COMPLETE THE FOLLOWING →
**a)** According to the article on KKR's Asian buyout funds, how much cash was in buyout firms' coffers at the end of last year?
**b)** Resume the article on KKR's Asian buyout funds, picking up right after its last sentence.

TEXT FOR ANALYSIS →

--------------------------------------------------

KKR's new fund will add to the pile of cash in buyout firms' coffers, which reached US$136 billion at the end of last year - the third-highest level for unemployed capital, according to Preqin.
The accumulation of capital comes as deal sizes grow.
Although Asian deal activity fell 30 per cent last year to US$54.6 billion and this year has been slow with US$22.6 billion of deals announced so far, the average deal size this year is around US$119 million, near the record set in 2014, according to Thomson Reuters data.
KKR set a previous record for Asia private equity fundraising with its US$6 billion Asian Fund II in 2013, which has been fully deployed and posted a gross internal rate of return of 29.1 per cent to March this year. Returns above 20 per cent are considered good for private equity funds.

--------------------------------------------------

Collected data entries
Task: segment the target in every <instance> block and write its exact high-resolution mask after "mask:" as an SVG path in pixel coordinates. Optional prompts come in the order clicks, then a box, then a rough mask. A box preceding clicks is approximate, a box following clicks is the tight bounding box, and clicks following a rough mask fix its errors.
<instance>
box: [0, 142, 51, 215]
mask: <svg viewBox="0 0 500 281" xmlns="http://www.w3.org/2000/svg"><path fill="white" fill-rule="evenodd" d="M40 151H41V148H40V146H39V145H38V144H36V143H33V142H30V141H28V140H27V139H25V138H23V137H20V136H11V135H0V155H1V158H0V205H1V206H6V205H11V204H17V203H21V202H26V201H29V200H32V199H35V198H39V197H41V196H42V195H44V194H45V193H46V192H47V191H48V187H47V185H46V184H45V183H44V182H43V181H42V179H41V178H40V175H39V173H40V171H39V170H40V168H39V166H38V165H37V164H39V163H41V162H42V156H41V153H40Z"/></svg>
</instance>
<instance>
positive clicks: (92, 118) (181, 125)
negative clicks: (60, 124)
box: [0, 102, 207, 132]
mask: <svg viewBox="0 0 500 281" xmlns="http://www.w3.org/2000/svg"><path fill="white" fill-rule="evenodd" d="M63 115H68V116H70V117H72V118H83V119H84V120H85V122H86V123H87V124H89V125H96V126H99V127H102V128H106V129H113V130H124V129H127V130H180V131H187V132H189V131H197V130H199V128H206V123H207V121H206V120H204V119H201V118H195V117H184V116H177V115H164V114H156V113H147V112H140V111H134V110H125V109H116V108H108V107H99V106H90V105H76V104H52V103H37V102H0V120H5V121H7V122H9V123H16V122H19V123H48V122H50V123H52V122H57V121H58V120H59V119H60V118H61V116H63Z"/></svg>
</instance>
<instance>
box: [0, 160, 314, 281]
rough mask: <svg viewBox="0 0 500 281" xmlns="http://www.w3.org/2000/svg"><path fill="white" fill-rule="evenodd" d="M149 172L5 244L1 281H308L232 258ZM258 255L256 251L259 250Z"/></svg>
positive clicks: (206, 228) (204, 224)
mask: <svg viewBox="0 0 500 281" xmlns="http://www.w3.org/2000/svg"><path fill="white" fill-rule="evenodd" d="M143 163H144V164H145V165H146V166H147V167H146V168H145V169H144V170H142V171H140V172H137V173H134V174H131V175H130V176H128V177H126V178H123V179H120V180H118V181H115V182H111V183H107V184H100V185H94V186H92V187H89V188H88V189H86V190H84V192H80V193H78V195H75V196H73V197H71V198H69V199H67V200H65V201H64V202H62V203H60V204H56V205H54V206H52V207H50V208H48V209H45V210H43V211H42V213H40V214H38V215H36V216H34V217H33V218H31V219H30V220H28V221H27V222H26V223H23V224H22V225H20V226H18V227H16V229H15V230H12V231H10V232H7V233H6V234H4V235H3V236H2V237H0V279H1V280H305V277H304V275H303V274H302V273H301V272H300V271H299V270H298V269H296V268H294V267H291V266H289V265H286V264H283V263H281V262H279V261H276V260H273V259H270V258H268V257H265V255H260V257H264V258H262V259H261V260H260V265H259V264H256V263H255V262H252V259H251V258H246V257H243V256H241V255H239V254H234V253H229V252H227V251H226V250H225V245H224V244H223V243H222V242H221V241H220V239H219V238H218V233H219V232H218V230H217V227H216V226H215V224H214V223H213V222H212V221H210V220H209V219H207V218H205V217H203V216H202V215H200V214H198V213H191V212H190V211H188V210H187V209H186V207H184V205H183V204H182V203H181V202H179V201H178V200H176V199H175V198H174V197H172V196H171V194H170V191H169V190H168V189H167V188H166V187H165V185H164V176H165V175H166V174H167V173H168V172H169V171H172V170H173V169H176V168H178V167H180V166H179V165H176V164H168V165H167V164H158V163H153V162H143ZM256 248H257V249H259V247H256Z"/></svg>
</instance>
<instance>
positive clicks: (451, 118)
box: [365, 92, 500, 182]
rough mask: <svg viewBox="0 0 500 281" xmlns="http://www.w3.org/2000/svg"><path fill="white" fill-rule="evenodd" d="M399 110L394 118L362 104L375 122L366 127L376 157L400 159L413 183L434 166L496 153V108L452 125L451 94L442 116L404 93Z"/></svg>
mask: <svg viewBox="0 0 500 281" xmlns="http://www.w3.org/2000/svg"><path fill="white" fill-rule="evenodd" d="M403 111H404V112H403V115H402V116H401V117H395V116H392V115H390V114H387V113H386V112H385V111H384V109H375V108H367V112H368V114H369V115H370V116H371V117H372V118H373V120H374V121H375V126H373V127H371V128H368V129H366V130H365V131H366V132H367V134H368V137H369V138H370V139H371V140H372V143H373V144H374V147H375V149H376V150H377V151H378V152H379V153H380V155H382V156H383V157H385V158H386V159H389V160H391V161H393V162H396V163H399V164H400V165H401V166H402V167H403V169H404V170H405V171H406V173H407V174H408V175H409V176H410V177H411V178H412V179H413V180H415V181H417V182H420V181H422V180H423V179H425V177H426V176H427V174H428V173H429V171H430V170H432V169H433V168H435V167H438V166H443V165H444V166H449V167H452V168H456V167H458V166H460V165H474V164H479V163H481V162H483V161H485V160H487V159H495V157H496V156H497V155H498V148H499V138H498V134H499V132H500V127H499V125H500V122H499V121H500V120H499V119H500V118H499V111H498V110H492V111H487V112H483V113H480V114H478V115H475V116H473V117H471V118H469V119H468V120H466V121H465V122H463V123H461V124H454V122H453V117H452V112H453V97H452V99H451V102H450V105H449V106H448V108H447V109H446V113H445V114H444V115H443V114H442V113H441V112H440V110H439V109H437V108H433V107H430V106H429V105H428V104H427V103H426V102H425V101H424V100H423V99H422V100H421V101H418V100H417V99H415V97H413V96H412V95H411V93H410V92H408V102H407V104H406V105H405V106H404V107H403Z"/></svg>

--------------------------------------------------

RESULTS →
**a)** US$136 billion

**b)**
KKR said it has invested more than US$12 billion across the region in about 55 companies since it first set up shop in Asia in 2006. It has been particularly busy with large deals in Japan in recent months, announcing a US$2.3 billion acquisition for Hitachi's chip-making equipment and video solution unit in April, and a US$1.3 billion deal for power tools firm Hitachi Koki in January. That followed a US$4.5 billion deal for auto parts supplier Calsonic Kansei Corp late last year.
KKR is also one of the bidders for Toshiba Corp's semiconductor business - a deal that is valued to be at least US$18 billion.